## STATED PROBLEM
Repeat the lines of the listing below verbatim, starting at the line that contains "Every instance of the small" and ending at the final line of the listing, both included.

(Dataset records)
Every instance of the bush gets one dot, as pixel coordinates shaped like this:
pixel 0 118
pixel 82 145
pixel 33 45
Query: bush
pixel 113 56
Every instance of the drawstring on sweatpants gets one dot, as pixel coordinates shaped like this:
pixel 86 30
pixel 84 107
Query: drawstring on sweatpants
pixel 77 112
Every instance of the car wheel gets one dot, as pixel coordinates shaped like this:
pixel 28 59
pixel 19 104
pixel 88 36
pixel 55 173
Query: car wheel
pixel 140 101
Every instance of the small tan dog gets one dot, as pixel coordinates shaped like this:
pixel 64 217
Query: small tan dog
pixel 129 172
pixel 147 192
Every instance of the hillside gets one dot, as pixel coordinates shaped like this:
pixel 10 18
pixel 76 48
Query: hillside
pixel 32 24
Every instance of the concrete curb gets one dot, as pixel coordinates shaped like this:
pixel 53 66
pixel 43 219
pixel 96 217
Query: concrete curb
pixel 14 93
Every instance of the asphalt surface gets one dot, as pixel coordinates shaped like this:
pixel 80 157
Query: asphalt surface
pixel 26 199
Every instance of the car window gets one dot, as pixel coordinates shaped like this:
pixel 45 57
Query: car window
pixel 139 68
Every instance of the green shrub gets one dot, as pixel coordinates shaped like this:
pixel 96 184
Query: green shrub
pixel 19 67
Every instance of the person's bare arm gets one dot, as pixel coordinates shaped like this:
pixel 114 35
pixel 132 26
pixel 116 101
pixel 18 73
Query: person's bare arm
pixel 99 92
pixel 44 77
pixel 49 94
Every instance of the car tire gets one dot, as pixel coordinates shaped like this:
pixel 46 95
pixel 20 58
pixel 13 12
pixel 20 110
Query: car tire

## WRITTEN SOLUTION
Every instance of the small tan dog gets one dot, as pixel coordinates shaped like this:
pixel 64 217
Query: small tan dog
pixel 129 172
pixel 147 192
Every instance of the hillside gets one dot, as pixel coordinates shaped like this:
pixel 10 18
pixel 76 48
Query: hillside
pixel 32 24
Every instance of the concrete curb gets one dot, as pixel coordinates shaped like this:
pixel 53 66
pixel 43 219
pixel 96 217
Query: concrete curb
pixel 14 93
Every instance of the asphalt surface gets one dot, as pixel coordinates shaped like this:
pixel 80 157
Query: asphalt surface
pixel 26 199
Every instance of the car window gets one dot, as pixel coordinates shaped like this:
pixel 45 57
Query: car window
pixel 139 68
Every instance of the green shrub gets one dot, as pixel coordinates shaped like this:
pixel 96 184
Query: green shrub
pixel 19 67
Every instance of the person's bare arm gets one dot, as pixel coordinates shaped like this:
pixel 114 35
pixel 132 26
pixel 116 101
pixel 18 73
Query: person's bare arm
pixel 99 92
pixel 44 77
pixel 49 94
Every instance of the car tire gets one dot, as pixel coordinates shaped like this:
pixel 46 95
pixel 20 58
pixel 13 12
pixel 20 110
Query: car tire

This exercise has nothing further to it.